> _GOAL OF THE EXERCISE_
Find every line in the data that contains the word "leash" and copy each one out in full.

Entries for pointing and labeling
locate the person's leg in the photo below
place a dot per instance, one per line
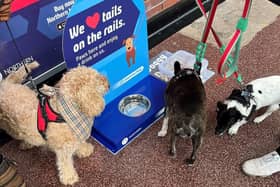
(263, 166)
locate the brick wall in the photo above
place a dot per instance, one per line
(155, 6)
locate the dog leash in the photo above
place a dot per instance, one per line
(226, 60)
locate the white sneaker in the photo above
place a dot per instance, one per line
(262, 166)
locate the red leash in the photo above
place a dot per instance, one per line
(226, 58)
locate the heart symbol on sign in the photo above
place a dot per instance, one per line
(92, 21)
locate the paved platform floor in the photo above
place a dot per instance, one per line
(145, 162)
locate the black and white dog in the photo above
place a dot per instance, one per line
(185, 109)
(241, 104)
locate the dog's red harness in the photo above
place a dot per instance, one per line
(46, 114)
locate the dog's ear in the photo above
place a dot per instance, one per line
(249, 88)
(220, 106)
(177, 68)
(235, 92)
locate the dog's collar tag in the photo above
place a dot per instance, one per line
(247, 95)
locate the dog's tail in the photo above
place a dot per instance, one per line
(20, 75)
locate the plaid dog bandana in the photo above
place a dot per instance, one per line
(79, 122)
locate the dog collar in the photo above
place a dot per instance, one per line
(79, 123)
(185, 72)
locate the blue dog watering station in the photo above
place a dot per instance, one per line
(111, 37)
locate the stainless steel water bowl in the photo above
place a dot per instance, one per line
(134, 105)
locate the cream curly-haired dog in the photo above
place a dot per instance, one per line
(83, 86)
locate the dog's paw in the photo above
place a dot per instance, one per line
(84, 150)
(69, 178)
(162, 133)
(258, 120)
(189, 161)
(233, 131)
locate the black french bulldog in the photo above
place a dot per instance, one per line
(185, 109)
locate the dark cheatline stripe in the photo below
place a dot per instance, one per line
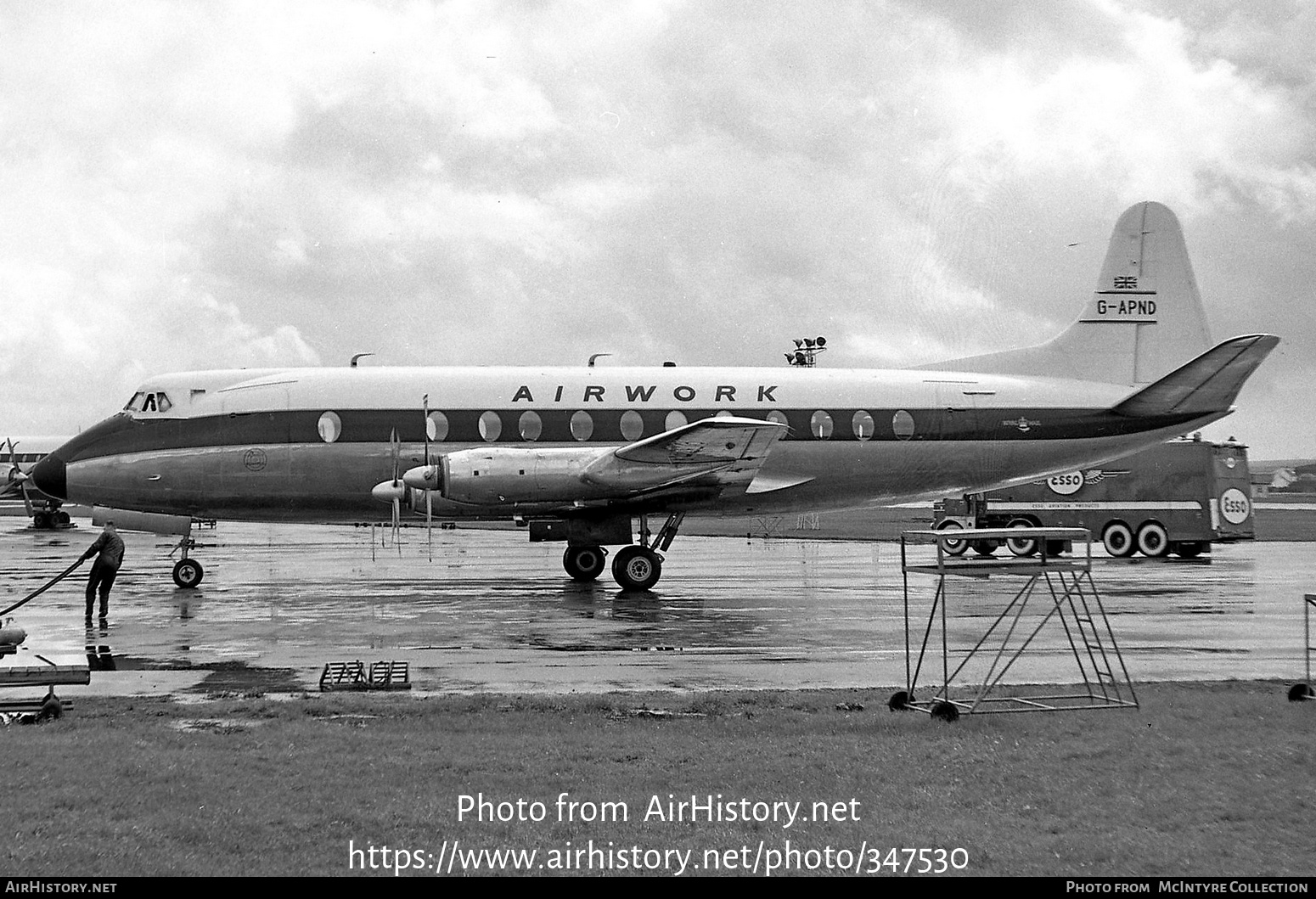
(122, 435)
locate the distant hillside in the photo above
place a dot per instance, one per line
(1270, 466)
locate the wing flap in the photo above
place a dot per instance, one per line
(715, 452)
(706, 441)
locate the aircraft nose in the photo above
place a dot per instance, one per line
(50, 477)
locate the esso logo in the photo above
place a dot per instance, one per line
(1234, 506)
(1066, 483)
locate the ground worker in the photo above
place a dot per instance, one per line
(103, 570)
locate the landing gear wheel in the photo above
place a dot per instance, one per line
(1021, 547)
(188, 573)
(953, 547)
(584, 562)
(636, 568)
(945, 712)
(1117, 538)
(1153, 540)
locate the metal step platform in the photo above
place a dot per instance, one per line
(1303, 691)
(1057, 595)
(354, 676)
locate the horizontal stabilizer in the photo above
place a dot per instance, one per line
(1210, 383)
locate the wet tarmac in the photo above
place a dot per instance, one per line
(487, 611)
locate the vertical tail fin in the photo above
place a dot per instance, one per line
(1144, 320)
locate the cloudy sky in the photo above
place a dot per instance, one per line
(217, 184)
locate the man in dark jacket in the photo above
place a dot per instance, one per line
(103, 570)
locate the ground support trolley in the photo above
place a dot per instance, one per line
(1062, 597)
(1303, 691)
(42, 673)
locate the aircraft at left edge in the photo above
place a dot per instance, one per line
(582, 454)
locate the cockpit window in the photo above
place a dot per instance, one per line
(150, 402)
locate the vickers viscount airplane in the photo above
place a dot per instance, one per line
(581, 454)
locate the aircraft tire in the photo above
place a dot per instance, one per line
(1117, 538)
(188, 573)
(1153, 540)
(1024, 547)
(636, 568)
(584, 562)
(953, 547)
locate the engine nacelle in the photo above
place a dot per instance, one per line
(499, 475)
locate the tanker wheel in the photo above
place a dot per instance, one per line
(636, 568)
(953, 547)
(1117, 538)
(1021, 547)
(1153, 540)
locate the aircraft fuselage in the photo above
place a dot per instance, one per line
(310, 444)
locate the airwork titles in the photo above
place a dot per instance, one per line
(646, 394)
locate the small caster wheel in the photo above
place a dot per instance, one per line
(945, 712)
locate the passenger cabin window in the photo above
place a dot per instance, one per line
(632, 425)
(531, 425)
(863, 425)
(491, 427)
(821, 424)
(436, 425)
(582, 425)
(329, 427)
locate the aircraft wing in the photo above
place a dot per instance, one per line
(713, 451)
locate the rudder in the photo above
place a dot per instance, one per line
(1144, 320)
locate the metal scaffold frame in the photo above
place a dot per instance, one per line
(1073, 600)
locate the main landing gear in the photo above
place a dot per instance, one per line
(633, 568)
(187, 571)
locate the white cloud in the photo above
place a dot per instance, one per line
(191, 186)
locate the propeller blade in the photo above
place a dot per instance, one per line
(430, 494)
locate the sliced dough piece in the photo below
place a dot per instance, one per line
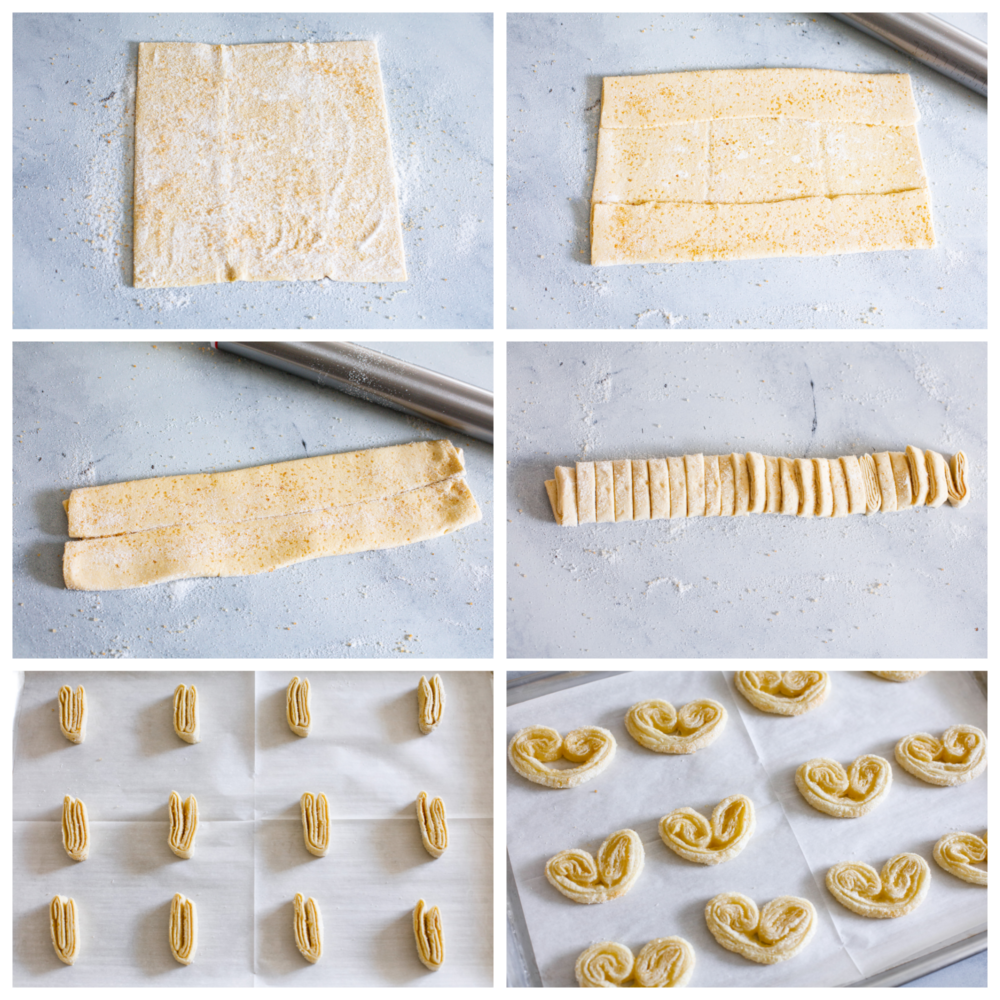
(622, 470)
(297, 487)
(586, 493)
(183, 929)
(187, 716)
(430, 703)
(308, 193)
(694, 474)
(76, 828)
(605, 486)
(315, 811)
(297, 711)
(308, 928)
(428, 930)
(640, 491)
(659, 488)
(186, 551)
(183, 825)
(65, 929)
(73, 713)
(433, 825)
...
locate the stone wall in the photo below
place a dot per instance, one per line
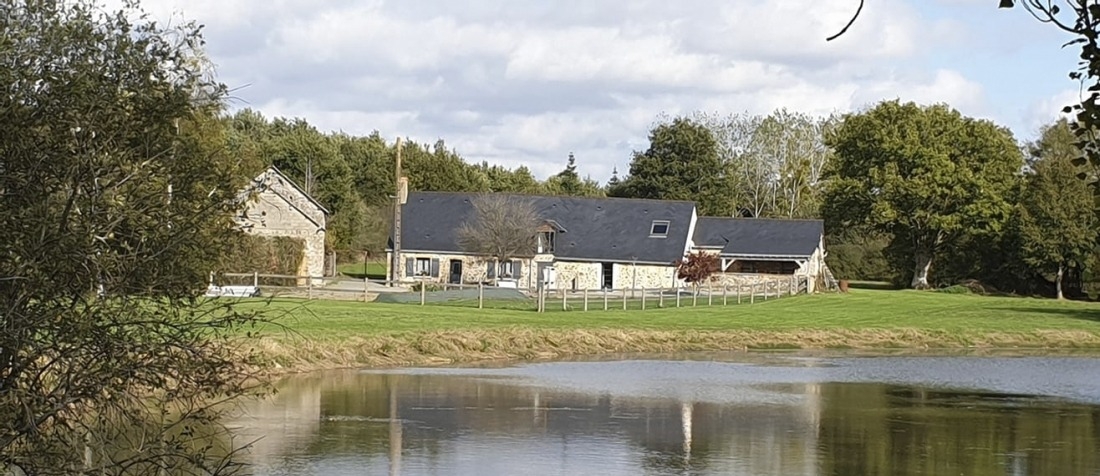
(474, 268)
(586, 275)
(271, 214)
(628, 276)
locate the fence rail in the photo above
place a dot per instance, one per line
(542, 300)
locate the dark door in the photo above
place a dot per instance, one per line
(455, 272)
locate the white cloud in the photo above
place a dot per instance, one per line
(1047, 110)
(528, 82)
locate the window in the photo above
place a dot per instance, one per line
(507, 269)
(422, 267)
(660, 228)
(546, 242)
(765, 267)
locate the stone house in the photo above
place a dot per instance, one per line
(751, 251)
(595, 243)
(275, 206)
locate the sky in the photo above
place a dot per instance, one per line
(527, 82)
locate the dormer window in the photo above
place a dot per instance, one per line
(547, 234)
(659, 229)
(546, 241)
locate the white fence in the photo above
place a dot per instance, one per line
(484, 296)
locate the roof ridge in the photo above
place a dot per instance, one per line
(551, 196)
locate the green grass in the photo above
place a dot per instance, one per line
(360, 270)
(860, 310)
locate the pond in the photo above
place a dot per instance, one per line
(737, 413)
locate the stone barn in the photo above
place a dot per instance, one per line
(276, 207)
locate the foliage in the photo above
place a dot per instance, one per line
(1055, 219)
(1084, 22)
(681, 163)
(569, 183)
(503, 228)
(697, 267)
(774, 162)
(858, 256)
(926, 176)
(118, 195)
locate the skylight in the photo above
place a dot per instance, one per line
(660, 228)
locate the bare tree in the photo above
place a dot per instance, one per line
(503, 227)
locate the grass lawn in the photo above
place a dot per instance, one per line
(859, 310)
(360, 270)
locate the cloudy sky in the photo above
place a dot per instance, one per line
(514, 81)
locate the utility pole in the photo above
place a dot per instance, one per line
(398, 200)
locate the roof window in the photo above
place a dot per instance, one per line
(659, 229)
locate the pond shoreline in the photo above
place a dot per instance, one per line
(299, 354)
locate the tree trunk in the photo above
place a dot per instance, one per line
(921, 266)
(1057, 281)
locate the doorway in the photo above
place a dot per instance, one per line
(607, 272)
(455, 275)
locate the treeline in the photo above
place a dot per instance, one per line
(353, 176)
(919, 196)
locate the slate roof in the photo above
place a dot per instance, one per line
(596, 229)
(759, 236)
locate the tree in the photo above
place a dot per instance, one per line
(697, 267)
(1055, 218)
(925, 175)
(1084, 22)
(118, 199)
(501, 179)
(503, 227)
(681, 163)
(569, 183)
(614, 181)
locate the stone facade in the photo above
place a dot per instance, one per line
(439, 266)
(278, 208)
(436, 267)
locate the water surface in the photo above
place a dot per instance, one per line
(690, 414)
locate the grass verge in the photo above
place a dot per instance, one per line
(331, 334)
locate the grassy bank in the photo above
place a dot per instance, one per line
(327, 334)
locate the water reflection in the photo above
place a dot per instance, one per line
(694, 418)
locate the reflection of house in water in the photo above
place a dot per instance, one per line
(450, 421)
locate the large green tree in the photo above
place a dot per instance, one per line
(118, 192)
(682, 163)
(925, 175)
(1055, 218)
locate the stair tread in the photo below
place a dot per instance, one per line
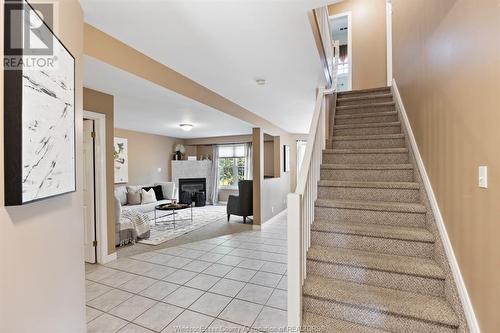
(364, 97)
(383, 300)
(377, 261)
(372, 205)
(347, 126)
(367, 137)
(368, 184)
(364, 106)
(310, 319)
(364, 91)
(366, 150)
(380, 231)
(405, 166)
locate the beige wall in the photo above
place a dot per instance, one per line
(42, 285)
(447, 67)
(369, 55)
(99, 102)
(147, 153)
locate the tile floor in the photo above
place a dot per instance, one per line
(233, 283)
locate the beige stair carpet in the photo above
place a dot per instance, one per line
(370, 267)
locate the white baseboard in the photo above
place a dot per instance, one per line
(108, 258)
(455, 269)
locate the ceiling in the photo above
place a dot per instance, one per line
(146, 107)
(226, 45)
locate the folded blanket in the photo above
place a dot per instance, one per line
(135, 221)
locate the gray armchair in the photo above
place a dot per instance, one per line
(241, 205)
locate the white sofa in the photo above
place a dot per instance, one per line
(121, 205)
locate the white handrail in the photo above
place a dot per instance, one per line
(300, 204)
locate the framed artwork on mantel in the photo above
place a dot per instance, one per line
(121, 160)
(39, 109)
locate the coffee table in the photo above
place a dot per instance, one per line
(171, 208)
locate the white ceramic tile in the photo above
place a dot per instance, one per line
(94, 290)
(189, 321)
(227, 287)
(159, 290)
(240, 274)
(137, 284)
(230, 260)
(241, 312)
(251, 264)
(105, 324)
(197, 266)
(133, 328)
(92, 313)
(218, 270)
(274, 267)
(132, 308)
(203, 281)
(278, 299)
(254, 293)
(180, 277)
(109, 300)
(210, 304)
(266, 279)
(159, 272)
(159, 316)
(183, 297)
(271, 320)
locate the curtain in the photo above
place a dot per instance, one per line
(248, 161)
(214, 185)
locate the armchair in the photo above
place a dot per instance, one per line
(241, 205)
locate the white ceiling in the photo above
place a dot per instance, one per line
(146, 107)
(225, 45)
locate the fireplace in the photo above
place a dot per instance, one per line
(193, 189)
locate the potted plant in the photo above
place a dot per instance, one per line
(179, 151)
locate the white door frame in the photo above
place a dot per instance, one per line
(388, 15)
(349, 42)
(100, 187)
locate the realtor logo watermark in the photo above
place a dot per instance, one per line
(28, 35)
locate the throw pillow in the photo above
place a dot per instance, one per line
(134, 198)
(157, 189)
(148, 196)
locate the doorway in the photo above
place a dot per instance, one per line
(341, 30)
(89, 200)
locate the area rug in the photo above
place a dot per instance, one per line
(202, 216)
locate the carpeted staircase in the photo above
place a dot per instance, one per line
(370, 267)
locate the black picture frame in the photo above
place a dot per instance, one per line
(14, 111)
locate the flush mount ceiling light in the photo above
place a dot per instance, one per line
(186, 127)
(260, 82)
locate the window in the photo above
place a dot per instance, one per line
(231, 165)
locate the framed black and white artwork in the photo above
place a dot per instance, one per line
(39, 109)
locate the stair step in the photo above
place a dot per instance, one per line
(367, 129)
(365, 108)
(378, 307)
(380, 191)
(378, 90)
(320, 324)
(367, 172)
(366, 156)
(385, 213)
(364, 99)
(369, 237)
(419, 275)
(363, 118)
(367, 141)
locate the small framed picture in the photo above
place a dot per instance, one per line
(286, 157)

> _RESULT_
locate the dog leash in the photo above
locate the red leash in the photo above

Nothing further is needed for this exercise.